Task statement:
Rewrite the rows, requests included, starting at the first row and going on through the line with "x=135 y=121". Shift every x and y coordinate in the answers up by 140, and leave the pictures out.

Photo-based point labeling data
━━━━━━━━━━
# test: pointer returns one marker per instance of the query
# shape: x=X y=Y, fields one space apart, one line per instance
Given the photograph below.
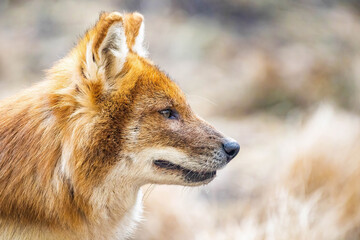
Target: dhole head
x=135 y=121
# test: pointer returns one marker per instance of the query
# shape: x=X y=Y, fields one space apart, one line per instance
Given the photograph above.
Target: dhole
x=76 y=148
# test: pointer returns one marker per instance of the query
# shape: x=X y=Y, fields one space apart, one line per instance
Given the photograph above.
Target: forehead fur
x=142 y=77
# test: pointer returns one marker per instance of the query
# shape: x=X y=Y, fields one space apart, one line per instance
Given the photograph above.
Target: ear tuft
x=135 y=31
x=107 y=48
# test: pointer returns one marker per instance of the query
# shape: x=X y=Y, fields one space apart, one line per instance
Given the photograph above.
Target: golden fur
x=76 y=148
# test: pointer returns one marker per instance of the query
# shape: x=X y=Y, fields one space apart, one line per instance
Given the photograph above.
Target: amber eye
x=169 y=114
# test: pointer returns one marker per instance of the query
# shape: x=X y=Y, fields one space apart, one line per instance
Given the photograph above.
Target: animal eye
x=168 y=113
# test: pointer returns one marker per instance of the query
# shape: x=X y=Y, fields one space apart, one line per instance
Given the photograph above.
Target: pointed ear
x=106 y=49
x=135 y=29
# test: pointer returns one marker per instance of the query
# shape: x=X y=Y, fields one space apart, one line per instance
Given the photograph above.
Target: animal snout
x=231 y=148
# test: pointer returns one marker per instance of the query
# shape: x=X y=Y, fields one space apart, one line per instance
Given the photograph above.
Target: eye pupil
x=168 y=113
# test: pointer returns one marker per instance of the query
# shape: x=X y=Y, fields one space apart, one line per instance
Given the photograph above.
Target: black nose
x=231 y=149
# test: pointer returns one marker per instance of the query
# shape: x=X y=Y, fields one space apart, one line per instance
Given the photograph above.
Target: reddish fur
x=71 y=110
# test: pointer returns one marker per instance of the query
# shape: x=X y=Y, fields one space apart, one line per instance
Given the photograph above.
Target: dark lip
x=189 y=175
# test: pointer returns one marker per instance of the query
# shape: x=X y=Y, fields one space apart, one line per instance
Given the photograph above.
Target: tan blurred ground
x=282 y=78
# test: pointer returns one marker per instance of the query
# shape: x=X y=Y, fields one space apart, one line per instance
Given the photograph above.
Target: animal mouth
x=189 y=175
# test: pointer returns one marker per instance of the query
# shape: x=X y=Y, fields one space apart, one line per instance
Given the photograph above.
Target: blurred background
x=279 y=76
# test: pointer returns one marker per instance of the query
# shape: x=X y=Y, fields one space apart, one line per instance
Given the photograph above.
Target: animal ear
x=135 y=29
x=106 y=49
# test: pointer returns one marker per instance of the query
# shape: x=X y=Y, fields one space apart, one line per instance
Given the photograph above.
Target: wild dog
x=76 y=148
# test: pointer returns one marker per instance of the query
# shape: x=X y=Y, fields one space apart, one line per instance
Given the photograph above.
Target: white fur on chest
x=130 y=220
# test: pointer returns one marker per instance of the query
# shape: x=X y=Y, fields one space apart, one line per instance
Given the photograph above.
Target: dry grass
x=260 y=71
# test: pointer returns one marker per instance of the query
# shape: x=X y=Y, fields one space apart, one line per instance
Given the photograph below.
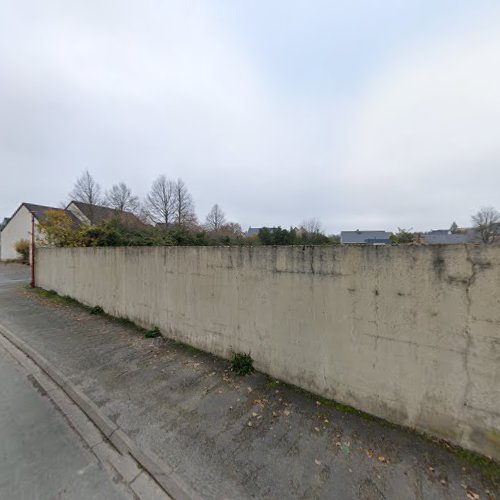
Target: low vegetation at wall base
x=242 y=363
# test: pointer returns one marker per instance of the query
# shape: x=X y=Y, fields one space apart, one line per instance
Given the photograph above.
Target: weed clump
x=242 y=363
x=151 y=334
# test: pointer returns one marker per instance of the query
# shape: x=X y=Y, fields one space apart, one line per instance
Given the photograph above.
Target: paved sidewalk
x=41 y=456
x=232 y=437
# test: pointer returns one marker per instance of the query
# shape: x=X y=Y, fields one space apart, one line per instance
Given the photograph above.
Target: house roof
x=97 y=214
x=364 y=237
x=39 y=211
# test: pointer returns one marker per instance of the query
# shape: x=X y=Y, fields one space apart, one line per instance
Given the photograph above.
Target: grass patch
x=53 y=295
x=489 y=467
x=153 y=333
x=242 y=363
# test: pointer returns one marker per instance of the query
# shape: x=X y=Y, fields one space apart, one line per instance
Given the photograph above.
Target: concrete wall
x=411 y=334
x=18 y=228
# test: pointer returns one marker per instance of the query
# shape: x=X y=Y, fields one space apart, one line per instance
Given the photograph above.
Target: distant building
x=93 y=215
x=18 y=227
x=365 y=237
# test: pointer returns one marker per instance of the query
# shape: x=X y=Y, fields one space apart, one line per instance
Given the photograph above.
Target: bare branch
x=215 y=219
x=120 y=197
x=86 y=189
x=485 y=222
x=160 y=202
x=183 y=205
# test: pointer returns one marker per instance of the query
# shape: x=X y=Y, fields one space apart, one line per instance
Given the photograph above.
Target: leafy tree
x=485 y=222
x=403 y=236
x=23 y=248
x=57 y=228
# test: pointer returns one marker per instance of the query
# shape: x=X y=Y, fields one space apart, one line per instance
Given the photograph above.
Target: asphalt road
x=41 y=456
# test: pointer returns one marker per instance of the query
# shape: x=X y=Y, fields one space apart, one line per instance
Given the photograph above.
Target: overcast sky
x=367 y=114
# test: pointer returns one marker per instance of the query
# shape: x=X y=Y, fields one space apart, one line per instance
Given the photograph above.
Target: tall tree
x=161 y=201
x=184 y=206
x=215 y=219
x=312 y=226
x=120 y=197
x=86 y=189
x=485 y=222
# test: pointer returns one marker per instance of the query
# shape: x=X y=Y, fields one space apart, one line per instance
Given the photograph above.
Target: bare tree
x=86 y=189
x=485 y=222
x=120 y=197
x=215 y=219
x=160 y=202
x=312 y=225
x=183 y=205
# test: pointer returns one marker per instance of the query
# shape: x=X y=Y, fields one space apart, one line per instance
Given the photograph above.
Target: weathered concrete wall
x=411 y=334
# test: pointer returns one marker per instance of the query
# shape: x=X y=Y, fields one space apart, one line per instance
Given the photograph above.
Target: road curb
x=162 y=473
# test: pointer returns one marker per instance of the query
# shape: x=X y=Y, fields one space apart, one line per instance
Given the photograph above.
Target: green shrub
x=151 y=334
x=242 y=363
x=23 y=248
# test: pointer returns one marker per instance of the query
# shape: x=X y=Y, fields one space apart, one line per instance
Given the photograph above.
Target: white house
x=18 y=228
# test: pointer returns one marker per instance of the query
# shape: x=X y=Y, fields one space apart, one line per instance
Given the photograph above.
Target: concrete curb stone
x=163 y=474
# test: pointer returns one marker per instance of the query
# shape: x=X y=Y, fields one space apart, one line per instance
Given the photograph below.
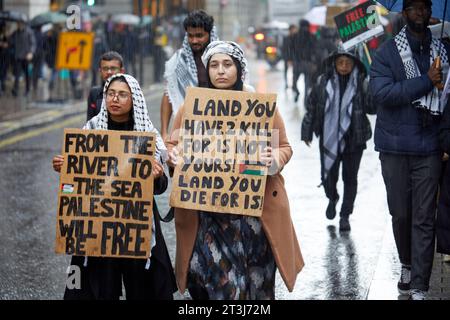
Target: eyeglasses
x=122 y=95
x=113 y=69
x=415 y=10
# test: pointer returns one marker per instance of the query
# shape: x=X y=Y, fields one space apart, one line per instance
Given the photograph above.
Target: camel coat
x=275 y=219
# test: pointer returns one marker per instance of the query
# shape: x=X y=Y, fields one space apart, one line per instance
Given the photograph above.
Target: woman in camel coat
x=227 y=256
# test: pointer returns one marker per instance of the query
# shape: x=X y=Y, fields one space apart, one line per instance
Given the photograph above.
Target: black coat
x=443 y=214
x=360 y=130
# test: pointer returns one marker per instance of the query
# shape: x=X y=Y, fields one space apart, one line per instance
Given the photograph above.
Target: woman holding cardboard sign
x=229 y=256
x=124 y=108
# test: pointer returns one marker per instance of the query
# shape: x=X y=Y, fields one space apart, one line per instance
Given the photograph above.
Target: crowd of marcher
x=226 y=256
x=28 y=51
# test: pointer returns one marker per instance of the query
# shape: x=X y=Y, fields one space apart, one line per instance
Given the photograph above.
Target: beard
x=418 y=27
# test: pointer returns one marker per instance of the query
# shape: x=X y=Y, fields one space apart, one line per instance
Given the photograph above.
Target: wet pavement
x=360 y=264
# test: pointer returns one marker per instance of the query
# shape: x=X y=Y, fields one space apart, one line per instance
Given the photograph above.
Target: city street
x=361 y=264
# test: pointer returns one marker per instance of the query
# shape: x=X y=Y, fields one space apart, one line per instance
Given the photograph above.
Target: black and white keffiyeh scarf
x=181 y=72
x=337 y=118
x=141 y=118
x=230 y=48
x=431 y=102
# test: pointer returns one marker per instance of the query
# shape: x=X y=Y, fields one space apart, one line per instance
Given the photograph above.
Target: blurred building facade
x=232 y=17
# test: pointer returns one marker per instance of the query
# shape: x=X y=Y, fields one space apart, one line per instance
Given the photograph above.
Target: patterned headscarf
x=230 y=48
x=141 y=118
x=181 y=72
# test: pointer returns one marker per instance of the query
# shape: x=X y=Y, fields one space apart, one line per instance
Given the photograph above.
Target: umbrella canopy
━━━━━━━━━━
Full response:
# test: pointer returns one marker per instance of the query
# shape: x=X y=Y, fields one space apart, one line per instance
Given the photograph below.
Target: dhole head
x=275 y=261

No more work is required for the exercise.